The expected answer is the data below, printed verbatim without its pictures.

Given records.
########################################

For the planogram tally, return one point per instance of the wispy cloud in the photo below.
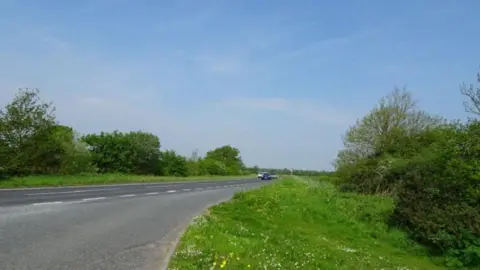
(310, 110)
(202, 74)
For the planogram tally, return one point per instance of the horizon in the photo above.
(280, 81)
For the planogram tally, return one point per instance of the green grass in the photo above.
(295, 224)
(97, 179)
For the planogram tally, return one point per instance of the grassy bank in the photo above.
(73, 180)
(295, 224)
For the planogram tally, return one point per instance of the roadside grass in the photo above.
(296, 224)
(98, 179)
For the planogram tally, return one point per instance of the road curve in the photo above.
(9, 197)
(127, 228)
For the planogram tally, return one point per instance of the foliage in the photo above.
(173, 164)
(295, 224)
(473, 95)
(226, 155)
(131, 153)
(33, 143)
(439, 202)
(428, 165)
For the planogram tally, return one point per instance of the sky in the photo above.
(280, 80)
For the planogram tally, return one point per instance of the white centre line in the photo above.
(45, 203)
(157, 186)
(73, 191)
(127, 196)
(94, 199)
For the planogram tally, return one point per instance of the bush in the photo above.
(439, 199)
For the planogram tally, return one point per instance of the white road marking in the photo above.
(94, 199)
(127, 196)
(45, 203)
(157, 186)
(74, 191)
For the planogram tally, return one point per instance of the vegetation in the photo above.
(405, 195)
(428, 165)
(298, 225)
(36, 150)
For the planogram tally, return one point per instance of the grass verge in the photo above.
(99, 179)
(296, 224)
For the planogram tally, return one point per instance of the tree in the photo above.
(27, 132)
(173, 164)
(134, 152)
(473, 95)
(193, 164)
(228, 155)
(396, 115)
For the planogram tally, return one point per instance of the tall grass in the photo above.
(298, 225)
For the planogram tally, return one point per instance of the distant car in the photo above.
(260, 175)
(266, 176)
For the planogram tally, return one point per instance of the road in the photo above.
(102, 227)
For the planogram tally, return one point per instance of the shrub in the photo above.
(439, 199)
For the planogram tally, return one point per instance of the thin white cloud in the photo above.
(310, 110)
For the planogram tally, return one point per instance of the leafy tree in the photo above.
(379, 140)
(213, 167)
(193, 164)
(26, 127)
(229, 156)
(134, 152)
(473, 95)
(173, 164)
(439, 199)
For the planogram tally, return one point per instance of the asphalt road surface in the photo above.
(102, 227)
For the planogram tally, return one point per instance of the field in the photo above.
(298, 224)
(99, 179)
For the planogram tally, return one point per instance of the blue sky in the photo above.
(280, 80)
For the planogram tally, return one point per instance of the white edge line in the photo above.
(70, 192)
(127, 196)
(93, 199)
(130, 184)
(46, 203)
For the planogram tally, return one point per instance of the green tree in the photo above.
(134, 152)
(229, 156)
(380, 139)
(173, 164)
(473, 95)
(27, 135)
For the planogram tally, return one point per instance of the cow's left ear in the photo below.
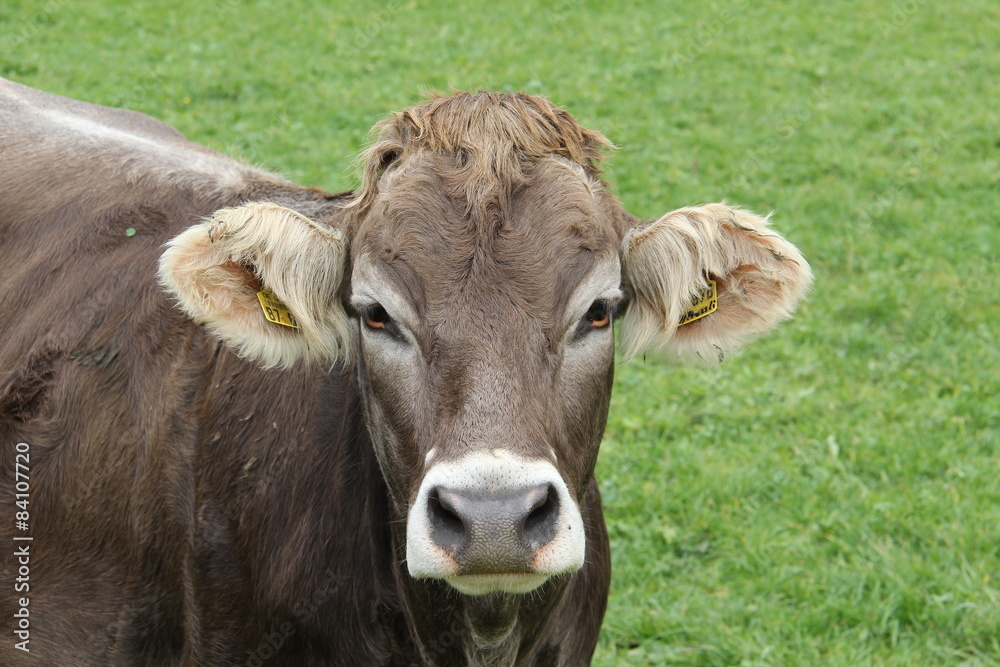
(669, 265)
(217, 269)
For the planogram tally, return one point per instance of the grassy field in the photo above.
(831, 495)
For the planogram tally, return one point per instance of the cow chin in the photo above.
(494, 522)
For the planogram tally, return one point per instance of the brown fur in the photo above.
(189, 507)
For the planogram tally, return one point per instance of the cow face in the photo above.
(487, 353)
(475, 279)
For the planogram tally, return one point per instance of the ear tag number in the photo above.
(276, 311)
(706, 304)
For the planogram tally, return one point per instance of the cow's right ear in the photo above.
(216, 269)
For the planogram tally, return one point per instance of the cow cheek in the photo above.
(586, 395)
(389, 405)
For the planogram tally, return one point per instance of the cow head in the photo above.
(474, 279)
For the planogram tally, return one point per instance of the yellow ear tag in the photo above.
(276, 311)
(707, 303)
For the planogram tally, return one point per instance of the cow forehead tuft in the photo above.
(495, 137)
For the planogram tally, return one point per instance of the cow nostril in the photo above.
(447, 527)
(540, 524)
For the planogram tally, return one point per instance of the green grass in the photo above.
(829, 496)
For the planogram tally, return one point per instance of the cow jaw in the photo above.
(494, 521)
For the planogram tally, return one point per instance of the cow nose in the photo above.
(493, 531)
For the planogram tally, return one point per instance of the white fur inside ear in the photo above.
(215, 269)
(760, 278)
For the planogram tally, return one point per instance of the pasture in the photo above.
(831, 495)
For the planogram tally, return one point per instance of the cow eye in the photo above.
(598, 315)
(375, 317)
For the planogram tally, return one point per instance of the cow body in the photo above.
(189, 506)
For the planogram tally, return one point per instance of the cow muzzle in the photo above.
(494, 522)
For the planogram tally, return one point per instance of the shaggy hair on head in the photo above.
(494, 136)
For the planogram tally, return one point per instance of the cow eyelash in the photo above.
(600, 314)
(375, 318)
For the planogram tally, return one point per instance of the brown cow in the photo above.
(404, 477)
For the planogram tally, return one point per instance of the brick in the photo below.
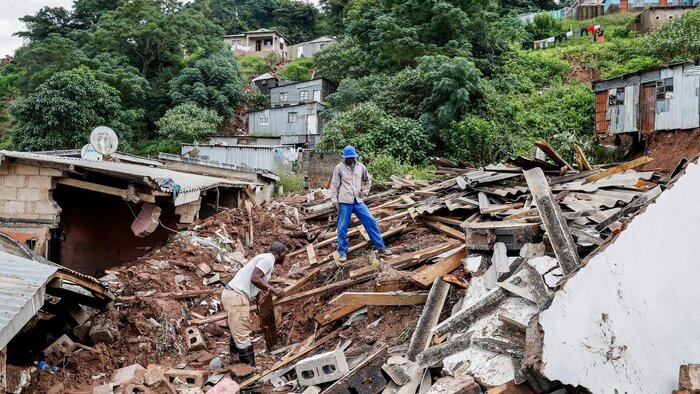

########################################

Your solution.
For the planogram tally, return one point per instance of the wispy cloud in the photo below.
(310, 110)
(202, 74)
For the planogram tally, return one point per instance of the horizon in the photo above.
(280, 81)
For the planogram tally, return one point per instance of the green grass in the photo above.
(295, 224)
(97, 179)
For the planogram tally, return one point per instance of the grassy bank in the photo above.
(73, 180)
(295, 224)
For the planogram tally, return one point per instance of the roadside grass in the photo above.
(296, 224)
(98, 179)
For the planogram tally, return one point per instance of the road curve in the photo above.
(9, 197)
(127, 228)
For the planogram tally, return one point per instance of the foliage in the photo above.
(173, 164)
(295, 224)
(473, 95)
(226, 155)
(131, 153)
(33, 143)
(439, 202)
(428, 165)
For the planogram tally, return one point per instance of the sky in the photo above.
(280, 80)
For the planogram tally, return one point per instance of the white centre line in the photo above.
(45, 203)
(157, 186)
(73, 191)
(127, 196)
(94, 199)
For the planogram tally, return one point per instance of the bush in the photo above.
(439, 199)
For the planogram tally, return one point per instance of the white road marking in the photo above.
(94, 199)
(127, 196)
(45, 203)
(157, 186)
(74, 191)
For the planogram tally, return one point per instance of the vegetation in the photo above.
(405, 195)
(428, 165)
(298, 225)
(36, 150)
For the planogram tally, return one point per instance of the grass verge in the photo above.
(99, 179)
(296, 224)
For the planogram tally, return one point per instance of the tree in the photo above.
(27, 132)
(173, 164)
(134, 152)
(473, 95)
(193, 164)
(228, 155)
(396, 115)
For the planogram tally, return one point per instance of the tall grass in the photo above.
(298, 225)
For the planogram tally, return one point per instance of the distant car in the photo above.
(260, 175)
(266, 176)
For the planogram tally, return one point per instance of the road in the photo above.
(102, 227)
For the planogram tally, return one point per instance of the shrub in the photo above.
(439, 199)
For the planogram tally, return one point per instance of the thin white cloud in the photo above.
(310, 110)
For the planogram tally, return one point per instance of the leafy tree in the photo above.
(379, 140)
(213, 167)
(193, 164)
(26, 127)
(229, 156)
(134, 152)
(473, 95)
(173, 164)
(439, 199)
For the planogram tally, return one point per instance of the asphalt road surface in the photo above.
(102, 227)
For the planogram tally, return one point per instance of the field in the photo above.
(298, 224)
(99, 179)
For the planogram tally, return one point per instance of the blue sky in the photo above.
(280, 80)
For the planogram tally, return one point per instance of the white edge line in the photo above.
(70, 192)
(127, 196)
(93, 199)
(130, 184)
(46, 203)
For the planogram tally, return one point per instance of the green tree in the photo above.
(134, 152)
(229, 156)
(380, 139)
(173, 164)
(473, 95)
(27, 135)
For the planogram tally, return one point per instance of the cow's left ear in the photo below.
(669, 265)
(217, 269)
For the planogram tally, return one point per instance of the grassy field in the photo above.
(831, 495)
For the planogram tally, return one point per instance of the cow chin in the photo above.
(494, 522)
For the planogram tally, return one point per instance of the brown fur in the photo above.
(189, 507)
For the planogram tally, return one point per instance of the cow face in the photo above.
(487, 353)
(475, 279)
For the planogram tally, return one point per instance of the ear tag number in the photo above.
(276, 311)
(706, 304)
For the planogram tally, return one point per instance of the cow's right ear in the photo above.
(216, 269)
For the planogram tally, return one point per instance of the cow cheek in the photo above.
(586, 395)
(389, 405)
For the planogram tally, return one point per instance of the cow head in the photo above.
(474, 279)
For the planogram tally, return one point per instance of the yellow ear tag in the photo above.
(276, 311)
(707, 303)
For the planogram tally, return one point per instance of the cow forehead tuft in the photo above.
(495, 137)
For the planogram tally, return one point per instance of the cow nostril in the photo above.
(447, 527)
(540, 524)
For the planogram tally, return one point per instance of the green grass in the photo above.
(829, 496)
For the planogram tally, return one point per instance of the cow jaw in the photo above.
(494, 521)
For the planogram tally, return one point per instance of the cow nose in the photo above.
(493, 531)
For the planogram tally, return one point per instance of the white fur inside ear in the photo above.
(215, 269)
(760, 278)
For the planogram tally, return one point per instance of the pasture in the photo above.
(831, 495)
For the planogram tally, return one point per instance of the cow eye in the photo above.
(598, 315)
(375, 317)
For the planogram tally, return one point per instance of the cow body in the photo above.
(189, 506)
For the planogram tally, return one point per instance of the cow muzzle in the photo above.
(494, 522)
For the planogram tally, return one point per instance of the shaggy hair on head in the photo above.
(494, 136)
For the planogram tally, return one point per instance of the cow eyelash in the photo above.
(600, 314)
(375, 318)
For the planogram tally, return one point per instance of the brown cow in the photo above.
(404, 477)
For the planogram tally, return one point per instance of the brick in the photo below.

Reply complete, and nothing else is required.